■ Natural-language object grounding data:
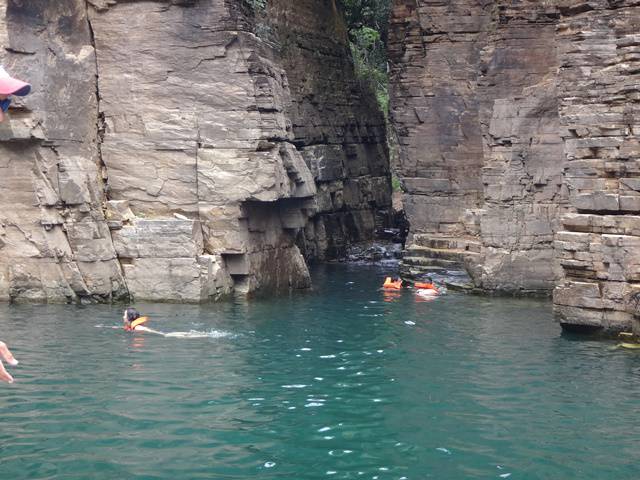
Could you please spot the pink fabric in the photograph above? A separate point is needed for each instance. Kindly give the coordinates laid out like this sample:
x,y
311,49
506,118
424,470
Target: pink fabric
x,y
12,86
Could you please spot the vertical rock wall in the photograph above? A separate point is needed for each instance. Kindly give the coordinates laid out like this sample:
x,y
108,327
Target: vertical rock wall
x,y
54,240
599,246
550,95
474,100
162,152
337,125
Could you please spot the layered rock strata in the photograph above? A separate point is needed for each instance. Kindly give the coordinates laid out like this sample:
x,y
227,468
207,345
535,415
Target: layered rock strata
x,y
474,100
157,157
535,141
599,246
336,122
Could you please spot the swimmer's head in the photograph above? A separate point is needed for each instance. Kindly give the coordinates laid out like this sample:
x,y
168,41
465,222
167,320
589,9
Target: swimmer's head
x,y
130,314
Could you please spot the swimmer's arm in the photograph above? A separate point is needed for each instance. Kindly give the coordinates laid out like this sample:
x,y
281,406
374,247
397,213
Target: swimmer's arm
x,y
142,328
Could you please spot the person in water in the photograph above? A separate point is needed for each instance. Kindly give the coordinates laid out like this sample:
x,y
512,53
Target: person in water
x,y
10,86
133,322
5,354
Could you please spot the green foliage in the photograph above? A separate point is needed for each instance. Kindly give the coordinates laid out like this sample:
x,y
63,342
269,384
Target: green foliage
x,y
367,21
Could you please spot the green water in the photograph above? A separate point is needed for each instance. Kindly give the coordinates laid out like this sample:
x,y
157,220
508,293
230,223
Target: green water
x,y
336,383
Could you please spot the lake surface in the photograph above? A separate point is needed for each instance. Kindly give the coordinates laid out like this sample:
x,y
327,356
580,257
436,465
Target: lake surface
x,y
340,382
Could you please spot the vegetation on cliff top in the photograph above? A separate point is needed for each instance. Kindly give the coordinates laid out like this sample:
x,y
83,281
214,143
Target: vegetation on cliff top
x,y
368,25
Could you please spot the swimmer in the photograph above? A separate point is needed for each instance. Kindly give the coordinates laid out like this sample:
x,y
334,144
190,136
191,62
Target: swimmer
x,y
10,86
133,322
6,355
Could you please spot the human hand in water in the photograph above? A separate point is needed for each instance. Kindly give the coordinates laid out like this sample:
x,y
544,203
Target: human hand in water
x,y
5,354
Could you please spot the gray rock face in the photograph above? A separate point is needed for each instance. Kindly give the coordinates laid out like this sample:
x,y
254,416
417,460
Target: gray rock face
x,y
336,125
522,114
598,246
163,154
475,103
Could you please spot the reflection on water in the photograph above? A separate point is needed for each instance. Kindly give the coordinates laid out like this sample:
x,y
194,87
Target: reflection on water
x,y
347,381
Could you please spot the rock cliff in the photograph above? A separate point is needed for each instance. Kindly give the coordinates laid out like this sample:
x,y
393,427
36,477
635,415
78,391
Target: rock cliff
x,y
176,150
517,127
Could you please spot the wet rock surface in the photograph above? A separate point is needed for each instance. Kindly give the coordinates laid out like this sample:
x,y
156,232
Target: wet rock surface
x,y
169,153
517,127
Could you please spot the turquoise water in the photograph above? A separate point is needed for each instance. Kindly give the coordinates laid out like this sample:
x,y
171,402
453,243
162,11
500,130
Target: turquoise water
x,y
336,383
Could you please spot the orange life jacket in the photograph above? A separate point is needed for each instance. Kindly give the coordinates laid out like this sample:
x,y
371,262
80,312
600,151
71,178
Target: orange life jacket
x,y
426,286
390,284
138,321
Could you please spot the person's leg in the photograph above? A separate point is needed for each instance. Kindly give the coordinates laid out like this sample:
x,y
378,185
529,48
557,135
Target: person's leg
x,y
4,375
6,355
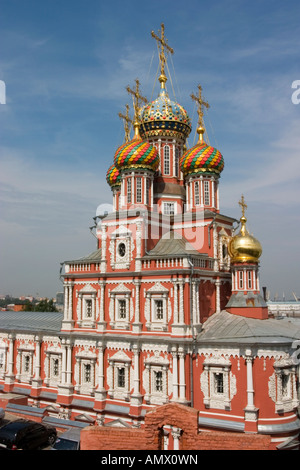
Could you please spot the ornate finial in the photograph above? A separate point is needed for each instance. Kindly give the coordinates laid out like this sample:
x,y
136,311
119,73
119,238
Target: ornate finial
x,y
199,100
243,219
126,120
162,45
137,98
243,205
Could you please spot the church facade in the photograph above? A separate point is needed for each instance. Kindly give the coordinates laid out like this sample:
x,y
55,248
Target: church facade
x,y
167,309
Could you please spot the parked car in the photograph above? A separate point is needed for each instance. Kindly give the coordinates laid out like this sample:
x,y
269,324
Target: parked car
x,y
26,435
69,440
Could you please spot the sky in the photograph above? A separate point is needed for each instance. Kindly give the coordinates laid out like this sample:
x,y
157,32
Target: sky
x,y
64,68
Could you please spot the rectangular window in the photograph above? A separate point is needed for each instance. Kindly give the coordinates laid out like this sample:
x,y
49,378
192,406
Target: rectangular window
x,y
121,377
219,383
159,310
158,382
166,160
88,308
177,161
147,192
122,309
55,367
197,198
87,373
139,190
241,283
206,193
26,364
169,208
129,190
249,280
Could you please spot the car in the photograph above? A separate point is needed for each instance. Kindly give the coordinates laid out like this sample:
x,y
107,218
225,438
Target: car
x,y
69,440
26,435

■ Assignment: The pictures stay out; copy the rest of the data word for word.

■ Worked solution:
Could you please spot the pink fabric in the photograph above? A separate point is needed for each instance. Kindly give the coordinates laid out like this sample:
x,y
311,49
506,118
424,470
Target: pink fabric
x,y
12,86
Could you please spot the vertical rock wall in the photograph above? A separate point is needed for each instance. Kindly give the coordinates laid out like this sample:
x,y
108,327
Target: vertical rock wall
x,y
54,240
599,246
550,95
474,100
162,152
337,125
Could you please spot the layered rock strata in the photograph above? A separate point is needed for each instance. Kindly give the coordinates laid out like this sample:
x,y
227,468
207,345
535,415
Target: layered rock strata
x,y
474,100
157,157
535,141
599,246
336,122
Could you please spot the swimmer's head in the photograph above? A separate point is needed for each instance. Kindly give the coordinates laid out like this sample:
x,y
168,41
465,222
167,320
589,9
Target: swimmer's head
x,y
130,314
Could you please spot the swimmer's arm in the photograph above? A separate point is needed for each instance. Kindly give the coordinates laid out like this sample:
x,y
281,406
374,247
397,213
Target: swimmer's arm
x,y
142,328
Could you please spot the person in water in the photograph above? A separate point is needed for each instance. Kindly give the coordinates laid out like this sample:
x,y
512,53
Target: person in water
x,y
10,86
133,322
5,354
Could you please spot the green foliage in the photograph above? A separate point is needed for each instance. Kindly give the coordinates laid out like this sample:
x,y
63,342
269,384
Target: green foliage
x,y
367,21
Could you please spot the green water in the photograph above? A separate point is needed for each instance. Kindly give the coordinates laid out like this sample:
x,y
157,220
508,293
230,223
Target: green water
x,y
336,383
Could you please spot the lake surface in the photograph above? A separate point is needed for each instance. Kindly give the coordinates laid out like this sample:
x,y
327,356
580,257
436,465
Target: lake surface
x,y
340,382
Could you please spot the vegetation on cliff top in the photograph above? A separate point is needed for each instance. Kindly give the coordinates laid out like this sample:
x,y
83,281
214,143
Target: vegetation on cliff top
x,y
368,25
Could you please spot the swimmer in the photograph above? A separate point is needed for each instance. Kindly give the coordinates laid out like this sample:
x,y
334,144
190,136
191,62
Target: swimmer
x,y
10,86
133,322
6,355
Could you please spot the human hand in water in the photograph above? A separate point is needed for each instance. Kindly give the coordinates laid out like this sample:
x,y
544,203
Target: human hand in water
x,y
5,354
Could you please spot the gray rock face in the photograph above? A separate point is needed for each instance. Kindly give the coordinates laid out like this sample:
x,y
254,416
417,460
Target: gray rock face
x,y
336,125
522,114
598,246
163,154
475,103
Could you please spot the reflection on water in the photograph above? A separate point is needed for each instance. Kindly give the coordinates laid out like this sample:
x,y
194,87
Target: reflection on water
x,y
347,381
Could you please spot the rock cliff in the photograph above? A separate point is needed for each instance. Kindly give the coordinates laid out like this sample:
x,y
393,427
36,477
635,415
78,391
Target: rock cliff
x,y
176,150
517,127
Could you please spot the wet rock surface in the photograph above? A separate point is needed for each instance. Kindly give the coordinates laid out like this sample:
x,y
156,232
Target: wet rock surface
x,y
169,153
517,127
Could you please spot the turquoise water in the photograph above? A separate point is needed for each instance. Kindly give the coordinates laid out like this sample:
x,y
171,402
453,243
162,11
500,130
Target: turquoise water
x,y
336,383
Could you please spot the orange life jacket in the photograph above? A separate point is needed for each instance. Kindly give the coordinates laid out like this sample:
x,y
371,262
80,312
600,151
71,178
Target: orange life jacket
x,y
426,286
390,284
138,321
Could you please spot the person's leg in the photograph above? A separate point is needed for each instance. Kindly give the coordinates laid out like this sample:
x,y
378,185
529,48
557,135
Target: person's leg
x,y
4,375
6,355
Could you please spot the ornate finial in the photograph above? A separate point is needed for each instance. Kindly give the coordinates laid out like this sample:
x,y
136,311
119,73
119,238
Target: ornate finial
x,y
199,100
243,219
126,120
162,45
137,98
243,205
Could you please spot the church facade in the photograph above? A separate point is needed for each instance. Kindly give the coordinates laid out like this sample:
x,y
55,248
Target: church facade
x,y
167,309
Could you please spot the parked car in the photograph above? A separate point is needed for each instance. Kindly give the coordinates laid out like this sample:
x,y
269,324
Target: parked car
x,y
26,435
69,440
Could you please spot the sky in the photograph above? A separate point is needed for each instance. Kindly give the coordinates laid out like this sample:
x,y
157,32
Target: sky
x,y
64,68
Could you please spot the rectangular window in the photograph above? A separate point is needed for each instance. Kindly give the coordinates laid out like this sample:
x,y
49,378
192,406
Target: rectangular window
x,y
121,377
219,383
159,310
158,382
166,160
88,308
177,161
147,192
122,309
55,367
197,198
87,373
139,190
241,283
206,193
26,364
169,208
129,190
249,280
Could you please spot the car in the photograph above? A separate point is needed for each instance. Kindly give the coordinates laid out like this sample:
x,y
107,218
225,438
Target: car
x,y
69,440
26,435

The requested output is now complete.